▶ **WHAT THIS TASK INVOLVES**: Pick up the passage below on Lacan's Imaginary stage and the oedipal stage, and continue it from its final sentence.
[TEXT SHOWN Boundary: Start]
This is also the stage at which the child first becomes able to feel sympathy with another being who is being hurt by a third--to cry, in other words, when another cries. All of these developments, of course, involve projecting beyond the self and, by extension, being able to envision one's own self or "ego" or "I" as others view one--that is, as another.
For these reasons, Lacan refers to the mirror stage as the Imaginary stage. The Imaginary stage, however, is usually superseded. It normally ends with the onset of the oedipal stage, which it makes possible.
Freud is back
The Imaginary stage makes possible the oedipal stage insofar as it makes possible not only desire and fear of another but also the sense of another as a rival. The oedipal stage, as in Freud, begins when the child, having recognized the self as self and the father and mother as separate selves, recognizes gender and gender differences between its parents and between itself and one of its parents. For boys, that recognition involves another, more powerful recognition, for the recognition of the father's phallus as the mark of his difference from the mother involves, at the same time, the recognition that his older and more powerful father is also his rival.
[TEXT SHOWN Boundary: End]
[ENTRIES SUPPLIED Boundary: Start]
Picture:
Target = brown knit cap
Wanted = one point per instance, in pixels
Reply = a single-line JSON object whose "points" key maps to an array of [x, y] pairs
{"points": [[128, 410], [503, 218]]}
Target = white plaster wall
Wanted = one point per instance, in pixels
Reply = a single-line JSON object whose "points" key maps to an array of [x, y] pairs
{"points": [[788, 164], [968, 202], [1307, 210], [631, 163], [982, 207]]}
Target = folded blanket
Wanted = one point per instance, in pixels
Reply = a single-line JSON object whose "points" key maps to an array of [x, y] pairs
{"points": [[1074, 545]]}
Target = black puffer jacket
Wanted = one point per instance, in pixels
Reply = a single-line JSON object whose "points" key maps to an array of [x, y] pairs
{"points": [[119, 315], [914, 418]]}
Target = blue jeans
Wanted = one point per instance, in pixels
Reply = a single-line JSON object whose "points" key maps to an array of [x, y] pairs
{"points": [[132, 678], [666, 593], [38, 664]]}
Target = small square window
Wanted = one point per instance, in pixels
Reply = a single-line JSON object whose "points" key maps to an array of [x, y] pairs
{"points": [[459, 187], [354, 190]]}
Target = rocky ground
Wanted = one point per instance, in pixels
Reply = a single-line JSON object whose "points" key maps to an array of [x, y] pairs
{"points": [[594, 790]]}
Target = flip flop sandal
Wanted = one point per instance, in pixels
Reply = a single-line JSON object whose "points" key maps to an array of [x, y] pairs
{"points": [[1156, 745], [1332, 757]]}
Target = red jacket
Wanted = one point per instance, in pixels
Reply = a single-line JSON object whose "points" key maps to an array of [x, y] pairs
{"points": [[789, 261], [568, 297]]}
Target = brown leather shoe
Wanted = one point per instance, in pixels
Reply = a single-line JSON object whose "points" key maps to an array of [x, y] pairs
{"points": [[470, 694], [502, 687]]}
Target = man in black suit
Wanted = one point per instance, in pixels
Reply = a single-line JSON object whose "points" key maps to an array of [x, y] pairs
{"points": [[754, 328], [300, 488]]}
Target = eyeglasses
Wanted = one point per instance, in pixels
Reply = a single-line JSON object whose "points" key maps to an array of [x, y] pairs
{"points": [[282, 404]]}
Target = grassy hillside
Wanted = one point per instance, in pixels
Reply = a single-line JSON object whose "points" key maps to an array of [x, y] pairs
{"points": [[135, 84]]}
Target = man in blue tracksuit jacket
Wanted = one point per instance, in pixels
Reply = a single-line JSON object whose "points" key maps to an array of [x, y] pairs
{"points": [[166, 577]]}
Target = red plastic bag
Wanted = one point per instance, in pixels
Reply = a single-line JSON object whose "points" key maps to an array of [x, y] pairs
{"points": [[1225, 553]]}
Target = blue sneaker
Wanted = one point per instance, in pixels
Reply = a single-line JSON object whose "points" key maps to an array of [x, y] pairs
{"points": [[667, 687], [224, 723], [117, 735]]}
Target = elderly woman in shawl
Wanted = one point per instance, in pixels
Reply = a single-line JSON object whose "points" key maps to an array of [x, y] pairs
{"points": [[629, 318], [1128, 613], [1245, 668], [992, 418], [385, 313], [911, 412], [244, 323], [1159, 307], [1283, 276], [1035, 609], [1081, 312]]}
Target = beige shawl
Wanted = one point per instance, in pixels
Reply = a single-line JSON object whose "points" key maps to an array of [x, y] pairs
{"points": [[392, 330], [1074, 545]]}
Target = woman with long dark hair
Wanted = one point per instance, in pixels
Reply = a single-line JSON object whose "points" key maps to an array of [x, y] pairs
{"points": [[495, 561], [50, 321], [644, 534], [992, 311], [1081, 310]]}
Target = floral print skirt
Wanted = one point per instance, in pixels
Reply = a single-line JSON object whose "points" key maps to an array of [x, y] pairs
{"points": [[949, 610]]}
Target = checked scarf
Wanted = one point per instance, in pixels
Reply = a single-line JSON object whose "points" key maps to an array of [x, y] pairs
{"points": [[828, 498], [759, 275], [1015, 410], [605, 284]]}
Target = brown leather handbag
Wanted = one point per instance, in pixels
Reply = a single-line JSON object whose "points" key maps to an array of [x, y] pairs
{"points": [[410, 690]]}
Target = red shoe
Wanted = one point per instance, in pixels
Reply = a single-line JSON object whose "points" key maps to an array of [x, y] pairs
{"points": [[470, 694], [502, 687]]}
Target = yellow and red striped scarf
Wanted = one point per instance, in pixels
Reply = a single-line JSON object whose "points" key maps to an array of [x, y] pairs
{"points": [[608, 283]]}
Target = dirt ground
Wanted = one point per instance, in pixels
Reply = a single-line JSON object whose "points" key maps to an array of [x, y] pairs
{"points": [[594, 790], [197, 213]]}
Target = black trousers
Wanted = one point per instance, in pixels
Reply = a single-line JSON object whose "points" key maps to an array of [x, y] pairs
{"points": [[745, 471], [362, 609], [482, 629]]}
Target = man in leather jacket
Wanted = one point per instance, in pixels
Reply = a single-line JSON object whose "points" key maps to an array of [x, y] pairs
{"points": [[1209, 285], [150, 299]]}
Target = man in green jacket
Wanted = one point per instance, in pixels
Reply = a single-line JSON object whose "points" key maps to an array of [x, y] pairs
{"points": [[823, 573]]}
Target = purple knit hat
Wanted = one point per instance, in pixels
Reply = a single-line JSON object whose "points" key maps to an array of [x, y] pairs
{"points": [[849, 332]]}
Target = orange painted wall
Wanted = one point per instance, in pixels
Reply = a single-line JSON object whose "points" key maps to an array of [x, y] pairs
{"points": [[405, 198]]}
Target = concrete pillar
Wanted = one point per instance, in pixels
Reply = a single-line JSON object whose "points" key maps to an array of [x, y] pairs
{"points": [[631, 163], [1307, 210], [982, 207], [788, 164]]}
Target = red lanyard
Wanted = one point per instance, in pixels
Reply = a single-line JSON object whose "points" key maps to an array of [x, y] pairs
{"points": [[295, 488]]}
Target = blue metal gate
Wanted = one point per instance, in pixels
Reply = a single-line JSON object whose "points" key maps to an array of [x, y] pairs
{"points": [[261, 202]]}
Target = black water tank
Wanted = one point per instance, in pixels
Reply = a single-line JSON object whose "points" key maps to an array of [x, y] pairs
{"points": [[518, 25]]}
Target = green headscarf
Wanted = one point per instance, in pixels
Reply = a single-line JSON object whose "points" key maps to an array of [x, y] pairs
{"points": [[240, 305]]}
[ENTRIES SUPPLIED Boundary: End]
▶ **ANSWER BOX**:
That, in turn, leads to the understanding that what once seemed wholly his and even undistinguishable from himself is in fact someone else's: something properly to be desired only at a greater distance and in the form of socially acceptable substitutes. Freud stimulates us to think about the messiness.
Freud and Jesus are wonderful Iconic myths. Both were bombastic and in our society that always receives much attention.
Freud rarely helped his patients and even harmed them. He also blamed them for their shame and guilt. That Jesus fellow just couldn't find the time to write anything down,I guess he was too busy for that.
THREE ESSAYS ON THE THEORY OF SEXUALITY
I too, as a previous poster said, "disagree with most of Freud's theories such as the oedipus complex and the psychosexual stages" and am none too impressed by the notion of a death wish. Having said that I go with the flow that his contribution and influence on the developments in the field of psychotherapy in the 20th Century was more that merely that of an "iconic myth" On the subject of icons, for those among psychotherapists and clients who may feel a strong wish for the death of Freud, here is the blurb from a very well written and enjoyable book that is well worth the read by Todd Dufresne that is titled.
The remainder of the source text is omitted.